- **TANTANGAN**
• a. Salin persis bagian teks tentang Pasar Senen dari "Berdasarkan sejarahnya, Pasar" sampai "berdekatan dengan Stovia.".
• b. Menurut teks tentang Pasar Senen, sejak tahun berapa pasar itu juga dibuka pada hari selain Senin?
• c. Lanjutkan teks tentang Pasar Senen mulai dari bagian setelah kalimat terakhirnya.

- **TEKS SUMBER**

• • • • •

Keajaiban Lain di Pasar Senen

Column
09.03.17

Keajaiban Lain di Pasar Senen

Masa Lalu dan Masa Depan.

by Whiteboard Journal

 

Ada satu pameo tentang Pasar Senen yang khas di kalangan masyarakat urban, “paling barang lu ada di Senen”. Pameo itu merujuk pada hilangnya barang kepemilikan seseorang. Sedangkan, Senen sendiri mengarah pada Pasar Senen, tempat segala macam barang ada atau palugada (apa lu mau, gua ada), dengan harga yang jauh di bawah rata-rata. Mulai dari pakaian import, kaca mata Rayban, jaket Adidas, sampai jasa memasak merk-merk terkenal dunia tersedia di Pasar Senen.

Berdasarkan sejarahnya, Pasar Senen berdiri sejak tahun 1735 dan hanya dibuka pada hari Senin. Karena menjadi daya tarik banyak orang, sejak 1776 Pasar Senen dibuka untuk hari-hari lain. tidak tanggung-tanggung, sekelas Soekarno dan Hatta dikabarkan pernah mengunjungi Pasar Senen untuk mengadakan pertemuan(1). Sebab, pada zaman kemerdekaan, Pasar Senen dianggap sebagai tempat berkumpulnya intelektual-intelektual bangsa karena lokasinya berdekatan dengan Stovia.

Pasca era kemerdekaan, Senen menjadi tempat berkumpulnya seniman, seperti Si Binatang Jalang. Tak jauh dari Pasar Senen memang terletak tempat pementasan satu-satunya kala itu, gedung keseninan Pasar Baru, dan studio film Golden Arrow. Seniman yang berkumpul di sini disebut Anak Senen. Sebuah sebutan bagi seniman yang erat kaitannya dengan pakaian yang compang-camping, rambut acak-adul, bahkan disebut sebagai seniman jadi-jadian. Tapi, Senen adalah batu pertama munculnya seniman-seniman besar. Senen ibaratkan busur yang melatih anak panah (seniman muda) yang baru meniti karir, baik sebagai pemain teater/film, penulis naskah, seperti Sukarno M. Noor dan Misbach Yusa Biran.

• • • • •

- **ISI DATA**
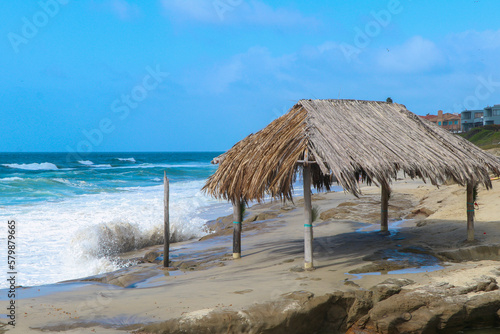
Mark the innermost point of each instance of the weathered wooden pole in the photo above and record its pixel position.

• • • • •

- **JAWABAN DIBERIKAN**
• a.
Berdasarkan sejarahnya, Pasar Senen berdiri sejak tahun 1735 dan hanya dibuka pada hari Senin. Karena menjadi daya tarik banyak orang, sejak 1776 Pasar Senen dibuka untuk hari-hari lain. tidak tanggung-tanggung, sekelas Soekarno dan Hatta dikabarkan pernah mengunjungi Pasar Senen untuk mengadakan pertemuan(1). Sebab, pada zaman kemerdekaan, Pasar Senen dianggap sebagai tempat berkumpulnya intelektual-intelektual bangsa karena lokasinya berdekatan dengan Stovia.

• b. Sejak tahun 1776.

• c.
Misbach Yusa Biran dalam bukunya Keajaiban di Pasar Senen menyiratkan bahwa seniman Senen bukanlah seniman biasa. Anak Senen adalah orang-orang dengan urat malu yang sudah putus. Hal-hal seperti pementasan tanpa modal, mendirikan majalah, sampai sandiwara monolog dilakukan dengan modal keberanian saja. Orang-orang itu meyakini bahwa setiap yang masih bernyawa tentu masih ada rezekinya(2).

**

Semasa sekolah, saya beberapa kali mengunjungi Pasar Senen. Alasannya sederhana, barang-barang yang dijual cukup murah dan banyak pilihan. Barang-barang seperti pakaian, kaset, dan buku diobral dengan harga murah. Soal kualitas, bukan hal yang harus diutamakan sebab sebagaimana prinsip belanja di pasar, teliti adalah kunci. Kita bisa saja dapat barang bagus serupa beli di pasar swalayan atau bisa saja mendapat barang dengan penuh kecacatan. Tapi, sepanjang saya ke sana, pengunjung yang datang tidak direpotkan dengan kualitas A ataupun kualitas B, mereka lebih memilih barang yang pada dasarnya mereka cari, sekalinya cocok, beli.

Di Pasar Senen saya bisa mendapatkan banyak barang dengan modal tidak banyak. Sekali waktu saya pergi ke sana membeli tiga buah buku dan satu jaket, tidak lebih dari seratus ribu rupiah. Jika saya bisa piawai menawar, mungkin saya bisa dapat dengan harga yang lebih murah lagi. proses tawar menawar yang terjadi di pasar menjadi arena debat kecil yang menarik bagi saya.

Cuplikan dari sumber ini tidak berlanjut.